_Passage to read:_

==========

# Clb Escort RS2000



## Clb Ltd (Apr 24, 2007)

*Title reads RS200 incorrect should be RS2000 sorry *Not posted on here for a while as been busy with our new website which has now been launched and can be viewed at http://www.clbvaleting.co.uk

This is one of our own vehicles that we use for shows ect it is a: 96 N reg Escort RS2000 when purchased this vehicle had been sat and neglected for 12 months. We took it back to our detailing bay stripped it down and started the restoration.


































































































































































Well thanks for looking.. 
Just ordered some new wheeels will post some pics up when they arrive.


----------



## Mini 360 (Jul 17, 2009)

Very nice! Got to love a nice understated 'scort. :thumb:


----------



## stuy180 (Mar 10, 2008)

Very nice, looks great! :thumb:


----------



## Dan! (Nov 28, 2009)

Thread says RS200, car says RS2000. ooooopsie.


----------



## Clb Ltd (Apr 24, 2007)

Dan! said:


> Thread says RS200, car says RS2000. ooooopsie.


will change it now sorry getting late ..:wall:


----------



## Dan! (Nov 28, 2009)

All is forgiven :thumb:


----------



## Mike V (Apr 7, 2007)

Was looking forward to seeing a nice RS200. . . 

I think we can let you off seeing as that RS2000 looks awesome. I used to have a moondust silver mk6. But that was before I was into detailing seriously.

==========

_Requests:_
A – Copy out the portion of the Escort RS2000 thread between "Was looking forward" and "into detailing seriously.", inclusive.
B – According to the Escort RS2000 thread, why had Clb Ltd not posted on the forum for a while?
C – Continue the Escort RS2000 thread from the point where it stops.

_Information provided:_
==========

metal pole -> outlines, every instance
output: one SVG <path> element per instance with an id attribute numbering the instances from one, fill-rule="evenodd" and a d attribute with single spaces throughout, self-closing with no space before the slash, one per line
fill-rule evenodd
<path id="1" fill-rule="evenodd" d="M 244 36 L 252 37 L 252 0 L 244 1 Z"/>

==========

_Responses per task:_
A –
Was looking forward to seeing a nice RS200. . . 

I think we can let you off seeing as that RS2000 looks awesome. I used to have a moondust silver mk6. But that was before I was into detailing seriously.

B – Clb Ltd had been busy with its new website, which has now been launched.

C –
----------



## Blazebro (May 18, 2007)

Nothing like a nice old skool 'scort. Weren't the previous gen rs2000's regarded as the more desirable ones?

Either way that's a nice example of an underrated car.


----------



## R32rob (Feb 26, 2008)

Gotta love that colour!

You've certainly made the most of that! :thumb:


----------



## MrLOL (Feb 23, 2007)

he's done well to keep it so nice

my nextdoor neighbour is an RS owners club member and has been fighting a never ending battle with rust on his. Constantly repaired, and then comes back somewhere else. Stuff breaking all the time etc.. it just became too much like hard work owning it

So he chopped it on the scrapage scheme for ...

A Focus RS !! thats the way to do it !


----------



## Sparrow'90 (Jul 19, 2009)

nice work man  looks great


----------



## Red_SLR (Jan 26, 2010)

Very nice. I have had 2 RS2000's over the years, in fact one of them, my old 4x4 is on this site in the gallery when I had it detailed a few years back.


----------



## jonesy17 (Jan 27, 2010)

car looks stunnin bud :thumb: i thought rs2k's had rear discs ?


----------



## Clb Ltd (Apr 24, 2007)

jonesy17 said:


> car looks stunnin bud :thumb: i thought rs2k's had rear discs ?


Some did some didnt was an optinal extra our white one had rear discs.


----------



## Clb Ltd (Apr 24, 2007)

MrLOL said:


> he's done well to keep it so nice
> 
> my nextdoor neighbour is an RS owners club member and has been fighting a never ending battle with rust on his. Constantly repaired, and then comes back somewhere else. Stuff breaking all the time etc.. it just became too much like hard work owning it
> 
> ...


We have had the two rear arches done when we brought it that is the only paint and body work done all the rest is orignal. She has only done 52000 and has been garaged since new. Only comes out for shows and has been wax oiled since new. Touch wood we have never really had to spend alot on her had a full stainless exhasut and thats it really. Our saph used to cost us a fortune untill she got stollen. Sad.. I really do like my fords just waiting for our Transit sport van should be coming next week..
:thumb:


----------



## scooby73 (Mar 20, 2007)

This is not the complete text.